▸ **REQUISITOS DEL EJERCICIO**
Reformula todas las entradas siguientes como un CSV de dos columnas, texto y respuesta, con una fila por entrada. Pon cada campo entre comillas y sustituye los saltos de línea por espacios.
##### DATOS PROPORCIONADOS #####
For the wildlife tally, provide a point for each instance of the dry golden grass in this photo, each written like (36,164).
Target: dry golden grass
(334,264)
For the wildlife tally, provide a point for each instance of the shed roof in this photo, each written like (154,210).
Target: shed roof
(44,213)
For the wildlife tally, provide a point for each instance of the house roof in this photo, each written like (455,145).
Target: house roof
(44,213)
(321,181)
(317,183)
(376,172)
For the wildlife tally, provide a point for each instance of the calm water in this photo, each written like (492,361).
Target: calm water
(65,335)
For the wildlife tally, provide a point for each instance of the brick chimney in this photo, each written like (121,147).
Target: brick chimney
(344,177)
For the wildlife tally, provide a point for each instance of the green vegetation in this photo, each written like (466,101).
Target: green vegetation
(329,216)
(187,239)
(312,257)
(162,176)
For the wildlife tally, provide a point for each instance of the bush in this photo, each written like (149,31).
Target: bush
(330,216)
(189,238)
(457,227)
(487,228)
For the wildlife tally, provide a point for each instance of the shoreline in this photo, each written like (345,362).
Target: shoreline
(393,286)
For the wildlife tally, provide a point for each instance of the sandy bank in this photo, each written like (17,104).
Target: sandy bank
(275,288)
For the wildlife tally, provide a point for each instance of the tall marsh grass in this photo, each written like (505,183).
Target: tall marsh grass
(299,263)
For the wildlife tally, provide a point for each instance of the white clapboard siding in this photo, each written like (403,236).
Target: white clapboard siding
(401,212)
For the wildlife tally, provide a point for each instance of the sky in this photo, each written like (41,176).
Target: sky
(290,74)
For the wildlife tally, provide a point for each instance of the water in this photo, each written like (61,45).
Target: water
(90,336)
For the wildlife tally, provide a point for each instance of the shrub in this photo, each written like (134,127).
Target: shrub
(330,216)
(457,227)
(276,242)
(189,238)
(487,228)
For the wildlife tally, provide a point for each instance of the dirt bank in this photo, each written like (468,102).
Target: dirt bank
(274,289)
#####
▸ **EJERCICIO RESUELTO**
texto,respuesta
"For the wildlife tally, provide a point for each instance of the dry golden grass in this photo, each written like (36,164). Target: dry golden grass","(334,264)"
"For the wildlife tally, provide a point for each instance of the shed roof in this photo, each written like (154,210). Target: shed roof","(44,213)"
"For the wildlife tally, provide a point for each instance of the house roof in this photo, each written like (455,145). Target: house roof","(44,213) (321,181) (317,183) (376,172)"
"For the wildlife tally, provide a point for each instance of the calm water in this photo, each written like (492,361). Target: calm water","(65,335)"
"For the wildlife tally, provide a point for each instance of the brick chimney in this photo, each written like (121,147). Target: brick chimney","(344,177)"
"For the wildlife tally, provide a point for each instance of the green vegetation in this photo, each written like (466,101). Target: green vegetation","(329,216) (187,239) (312,257) (162,176)"
"For the wildlife tally, provide a point for each instance of the bush in this photo, each written like (149,31). Target: bush","(330,216) (189,238) (457,227) (487,228)"
"For the wildlife tally, provide a point for each instance of the shoreline in this photo, each written like (345,362). Target: shoreline","(393,286)"
"For the wildlife tally, provide a point for each instance of the sandy bank in this photo, each written like (17,104). Target: sandy bank","(275,288)"
"For the wildlife tally, provide a point for each instance of the tall marsh grass in this photo, each written like (505,183). Target: tall marsh grass","(299,263)"
"For the wildlife tally, provide a point for each instance of the white clapboard siding in this photo, each written like (403,236). Target: white clapboard siding","(401,212)"
"For the wildlife tally, provide a point for each instance of the sky in this photo, each written like (41,176). Target: sky","(290,74)"
"For the wildlife tally, provide a point for each instance of the water in this photo, each written like (61,45). Target: water","(90,336)"
"For the wildlife tally, provide a point for each instance of the shrub in this photo, each written like (134,127). Target: shrub","(330,216) (457,227) (276,242) (189,238) (487,228)"
"For the wildlife tally, provide a point for each instance of the dirt bank in this photo, each written like (468,102). Target: dirt bank","(274,289)"